(EXTRACT PROVIDED):
The feline hyperthyroid treatment often consists of medication treatment, but surgery may also be recommended in some cases. If your cat is diagnosed with hyperthyroidism, you should look into your treatment options.
Medication Treatment for Cats
Medication treatment is often the first choice treatment for felines, as it is considered safer and is not associated with the risks of the other treatment options.
Methimazole also marketed as Tapazole will be prescribed and administered 2 to 3 times per day. The drug will suppress the activity of the thyroid glands and these will not produce a high amount of thyroid hormones. The treatment will not cure the hyperthyroidism and may be required for a longer period of time, until the cat’s condition is stabilized. In some cases, the cat will have to get the treatment for life. In most cats, once the treatment is discontinued, the cat will start producing a higher amount of thyroid hormones.
During the treatment, the cat will require periodical testing, to establish if the dose of Methimazole is adequate and to prevent the occurrence of hypothyroidism, which indicates that the cat’s thyroid glands produce a lower amount of thyroid hormones than the body needs.

(Referring expression pointing data):
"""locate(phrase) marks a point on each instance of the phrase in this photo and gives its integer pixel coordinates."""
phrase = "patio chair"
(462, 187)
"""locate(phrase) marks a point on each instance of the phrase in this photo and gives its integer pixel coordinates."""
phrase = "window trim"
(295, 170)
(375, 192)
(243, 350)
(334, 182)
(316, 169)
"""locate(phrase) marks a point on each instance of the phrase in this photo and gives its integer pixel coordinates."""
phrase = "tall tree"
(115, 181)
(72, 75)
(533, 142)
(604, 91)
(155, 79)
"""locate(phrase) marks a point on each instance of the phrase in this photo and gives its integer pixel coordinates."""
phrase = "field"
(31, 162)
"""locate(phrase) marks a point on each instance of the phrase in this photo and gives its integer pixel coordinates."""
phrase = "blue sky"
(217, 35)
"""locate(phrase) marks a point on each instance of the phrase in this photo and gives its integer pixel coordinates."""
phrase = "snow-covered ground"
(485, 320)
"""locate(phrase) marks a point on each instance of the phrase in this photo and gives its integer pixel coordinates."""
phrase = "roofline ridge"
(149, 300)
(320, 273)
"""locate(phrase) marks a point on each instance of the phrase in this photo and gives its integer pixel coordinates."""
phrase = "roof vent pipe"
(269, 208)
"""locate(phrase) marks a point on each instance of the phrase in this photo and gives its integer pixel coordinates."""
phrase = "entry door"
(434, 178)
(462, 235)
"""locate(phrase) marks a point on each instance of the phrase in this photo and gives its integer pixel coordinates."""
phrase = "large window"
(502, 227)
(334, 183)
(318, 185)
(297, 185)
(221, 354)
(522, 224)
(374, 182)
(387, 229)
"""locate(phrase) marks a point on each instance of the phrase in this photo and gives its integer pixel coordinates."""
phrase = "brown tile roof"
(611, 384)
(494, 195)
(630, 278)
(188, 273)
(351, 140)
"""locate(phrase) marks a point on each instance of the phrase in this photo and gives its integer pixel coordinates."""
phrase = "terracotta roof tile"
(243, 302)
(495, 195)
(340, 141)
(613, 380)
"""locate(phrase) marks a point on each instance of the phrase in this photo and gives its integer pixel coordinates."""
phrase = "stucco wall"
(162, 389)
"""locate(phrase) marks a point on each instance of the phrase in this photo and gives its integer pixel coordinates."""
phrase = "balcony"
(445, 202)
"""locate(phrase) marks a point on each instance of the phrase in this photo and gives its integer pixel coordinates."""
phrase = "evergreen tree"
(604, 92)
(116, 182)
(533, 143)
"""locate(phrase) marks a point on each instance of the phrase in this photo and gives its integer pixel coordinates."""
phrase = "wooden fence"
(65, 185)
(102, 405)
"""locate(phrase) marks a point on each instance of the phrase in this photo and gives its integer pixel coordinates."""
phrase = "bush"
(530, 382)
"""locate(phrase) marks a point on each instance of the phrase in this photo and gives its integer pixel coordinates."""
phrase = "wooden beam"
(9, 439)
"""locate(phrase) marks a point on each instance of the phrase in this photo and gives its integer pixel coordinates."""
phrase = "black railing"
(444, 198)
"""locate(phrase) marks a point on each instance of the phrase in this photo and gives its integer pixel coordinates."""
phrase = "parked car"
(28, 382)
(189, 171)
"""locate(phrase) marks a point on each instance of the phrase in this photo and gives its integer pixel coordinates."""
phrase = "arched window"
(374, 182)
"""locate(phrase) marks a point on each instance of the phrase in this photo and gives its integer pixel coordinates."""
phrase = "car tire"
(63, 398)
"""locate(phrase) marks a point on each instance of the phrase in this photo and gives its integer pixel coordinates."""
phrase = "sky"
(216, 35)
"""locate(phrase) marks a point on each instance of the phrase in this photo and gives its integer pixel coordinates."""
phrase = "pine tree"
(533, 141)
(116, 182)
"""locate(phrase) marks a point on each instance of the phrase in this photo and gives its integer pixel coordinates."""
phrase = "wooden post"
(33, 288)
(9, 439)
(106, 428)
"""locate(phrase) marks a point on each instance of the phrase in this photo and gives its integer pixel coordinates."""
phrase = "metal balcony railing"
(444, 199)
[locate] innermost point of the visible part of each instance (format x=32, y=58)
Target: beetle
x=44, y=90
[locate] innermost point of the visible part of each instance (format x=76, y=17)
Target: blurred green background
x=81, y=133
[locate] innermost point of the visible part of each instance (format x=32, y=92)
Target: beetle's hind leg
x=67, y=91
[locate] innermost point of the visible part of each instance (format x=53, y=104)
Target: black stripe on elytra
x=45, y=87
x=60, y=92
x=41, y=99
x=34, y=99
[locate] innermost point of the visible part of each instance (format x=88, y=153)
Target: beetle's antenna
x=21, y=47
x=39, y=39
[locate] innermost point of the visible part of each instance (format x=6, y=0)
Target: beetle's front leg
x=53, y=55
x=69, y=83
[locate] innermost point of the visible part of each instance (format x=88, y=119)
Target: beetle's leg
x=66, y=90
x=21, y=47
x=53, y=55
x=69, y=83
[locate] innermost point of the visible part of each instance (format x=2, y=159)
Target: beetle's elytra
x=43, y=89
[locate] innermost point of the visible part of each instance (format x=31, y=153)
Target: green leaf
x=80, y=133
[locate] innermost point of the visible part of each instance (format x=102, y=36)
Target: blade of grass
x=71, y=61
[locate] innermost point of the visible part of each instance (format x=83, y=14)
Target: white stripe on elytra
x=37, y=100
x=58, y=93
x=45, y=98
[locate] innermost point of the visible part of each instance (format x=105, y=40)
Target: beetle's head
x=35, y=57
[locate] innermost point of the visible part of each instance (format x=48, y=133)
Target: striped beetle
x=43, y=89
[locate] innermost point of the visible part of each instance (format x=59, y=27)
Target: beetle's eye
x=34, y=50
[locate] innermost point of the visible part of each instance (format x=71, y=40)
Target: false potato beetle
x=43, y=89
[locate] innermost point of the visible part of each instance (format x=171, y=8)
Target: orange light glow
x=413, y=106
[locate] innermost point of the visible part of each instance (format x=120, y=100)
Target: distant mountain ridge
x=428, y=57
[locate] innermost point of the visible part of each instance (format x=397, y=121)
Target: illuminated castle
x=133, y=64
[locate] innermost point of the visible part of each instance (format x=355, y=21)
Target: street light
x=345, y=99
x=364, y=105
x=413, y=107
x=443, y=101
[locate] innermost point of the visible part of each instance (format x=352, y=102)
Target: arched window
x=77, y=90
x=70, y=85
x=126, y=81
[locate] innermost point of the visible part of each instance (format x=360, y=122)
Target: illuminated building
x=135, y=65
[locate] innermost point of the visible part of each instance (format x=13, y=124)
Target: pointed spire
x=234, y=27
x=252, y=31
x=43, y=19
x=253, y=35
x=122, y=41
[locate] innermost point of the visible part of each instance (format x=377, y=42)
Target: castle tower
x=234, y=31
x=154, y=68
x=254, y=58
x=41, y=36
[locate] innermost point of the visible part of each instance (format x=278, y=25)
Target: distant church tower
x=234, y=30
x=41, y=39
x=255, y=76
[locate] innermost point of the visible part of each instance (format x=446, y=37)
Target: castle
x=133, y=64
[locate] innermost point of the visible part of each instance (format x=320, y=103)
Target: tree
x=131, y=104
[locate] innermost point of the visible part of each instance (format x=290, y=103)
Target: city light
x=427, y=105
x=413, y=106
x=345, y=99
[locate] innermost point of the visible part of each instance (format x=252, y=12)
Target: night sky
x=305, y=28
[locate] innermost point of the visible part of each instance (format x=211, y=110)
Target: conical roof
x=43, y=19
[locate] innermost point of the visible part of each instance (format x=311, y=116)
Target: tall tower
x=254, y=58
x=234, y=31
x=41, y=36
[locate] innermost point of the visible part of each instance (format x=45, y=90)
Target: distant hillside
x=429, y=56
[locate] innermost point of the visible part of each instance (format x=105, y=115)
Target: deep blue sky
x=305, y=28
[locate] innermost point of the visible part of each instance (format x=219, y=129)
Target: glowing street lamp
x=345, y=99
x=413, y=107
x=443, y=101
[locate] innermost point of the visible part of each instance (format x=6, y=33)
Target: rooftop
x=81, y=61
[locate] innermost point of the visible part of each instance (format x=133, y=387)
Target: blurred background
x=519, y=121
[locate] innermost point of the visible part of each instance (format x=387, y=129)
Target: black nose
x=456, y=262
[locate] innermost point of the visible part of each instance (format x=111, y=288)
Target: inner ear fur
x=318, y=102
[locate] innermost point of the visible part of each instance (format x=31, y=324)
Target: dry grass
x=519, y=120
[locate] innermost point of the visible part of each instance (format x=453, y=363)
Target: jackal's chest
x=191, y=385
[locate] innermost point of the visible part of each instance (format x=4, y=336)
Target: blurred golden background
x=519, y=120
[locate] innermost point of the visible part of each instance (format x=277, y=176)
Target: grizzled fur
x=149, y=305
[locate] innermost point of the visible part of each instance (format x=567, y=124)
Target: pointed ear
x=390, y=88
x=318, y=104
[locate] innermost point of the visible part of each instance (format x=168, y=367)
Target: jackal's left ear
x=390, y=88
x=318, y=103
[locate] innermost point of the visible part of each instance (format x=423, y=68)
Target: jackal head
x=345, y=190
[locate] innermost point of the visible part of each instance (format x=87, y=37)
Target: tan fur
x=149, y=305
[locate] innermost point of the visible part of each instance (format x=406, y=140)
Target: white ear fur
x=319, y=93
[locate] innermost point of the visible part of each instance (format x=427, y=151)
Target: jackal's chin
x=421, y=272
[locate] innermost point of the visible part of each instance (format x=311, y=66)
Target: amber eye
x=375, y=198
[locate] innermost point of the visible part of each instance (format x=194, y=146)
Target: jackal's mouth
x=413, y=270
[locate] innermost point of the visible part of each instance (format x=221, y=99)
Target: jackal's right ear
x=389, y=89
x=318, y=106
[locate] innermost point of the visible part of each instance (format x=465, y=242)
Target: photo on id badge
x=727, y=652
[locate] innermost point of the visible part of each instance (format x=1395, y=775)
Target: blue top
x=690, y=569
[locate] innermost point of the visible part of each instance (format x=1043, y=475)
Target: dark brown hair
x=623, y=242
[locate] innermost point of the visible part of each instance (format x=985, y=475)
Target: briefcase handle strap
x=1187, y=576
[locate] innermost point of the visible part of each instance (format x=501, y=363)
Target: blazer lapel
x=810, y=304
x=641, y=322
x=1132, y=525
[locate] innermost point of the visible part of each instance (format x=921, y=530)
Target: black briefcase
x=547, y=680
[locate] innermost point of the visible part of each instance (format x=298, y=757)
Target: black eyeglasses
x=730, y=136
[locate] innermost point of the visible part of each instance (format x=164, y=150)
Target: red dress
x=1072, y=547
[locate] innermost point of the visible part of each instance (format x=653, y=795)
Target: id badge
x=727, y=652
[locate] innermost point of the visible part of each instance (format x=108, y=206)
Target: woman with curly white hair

(REQUIRED ACTION A):
Answer these from the passage on feline hyperthyroid treatment:
(i) How many times per day is Methimazole administered?
(ii) Why is medication often the first choice treatment for cats?
(iii) What does hypothyroidism indicate about a cat's thyroid glands?
(REQUIRED ACTION B): Summarize the passage on feline hyperthyroid treatment in two sentences.
(REQUIRED ACTION C): Continue the passage on feline hyperthyroid treatment from where it stops.

(EXERCISE ANSWER A):
(i) Methimazole is administered 2 to 3 times per day.
(ii) It is considered safer and is not associated with the risks of the other treatment options.
(iii) It indicates that the thyroid glands produce a lower amount of thyroid hormones than the body needs.

(EXERCISE ANSWER B): Medication is often the first choice for treating hyperthyroidism in cats because it is considered safer than the other options, though surgery may be recommended in some cases. Methimazole, also marketed as Tapazole, suppresses the thyroid glands without curing the condition, so it may be needed for a long time or for life, with periodical testing to check the dose and prevent hypothyroidism.

(EXERCISE ANSWER C):
Some of the side effects of the hyperthyroid medication treatment may include:
- Lack of appetite
- Skin itchiness
- Liver problems
However, the side effects will only be present while the cat’s body gets used to the treatment. If these side effects persist, you should visit the vet.
Methimazole may also be available in the form of syrup.
Surgery is a treatment that can permanently cure hyperthyroidism and will be recommended in some cats. The surgery will consist of the removal of 1 or both lobes of the thyroid gland or just parts of the gland. The surgery is an option when the thyroid gland lobes are diseased or when there is a tumor that affects the gland.
The risks of surgery will involve infections, embolisms and even shock from anesthesia. If the entire thyroid gland is removed, the cat may suffer from hypothyroidism for the rest of his life and will require a supplementation of synthetic thyroid hormones.
On the other hand, if the surgery is successful and only parts of the thyroid gland are removed, the cat can be fully cured and will not require additional treatment.
The radioiodine therapy involves the administration of an injection. The injected substance will be absorbed in the blood stream and the affected thyroid tissues will be destroyed, leaving the healthy tissues unaffected. The treatment has permanent effects, so the cat will only require 1 injection and no additional treatment. The injection can be administered without an anesthetic and will not affect the parathyroid glands.
The minuses of this therapy include:
- The high costs
- The fact that the cat will have to be isolated for a few weeks, until he eliminates all the radioactive waste
- The cat may develop hypothyroidism following a radioiodine therapy.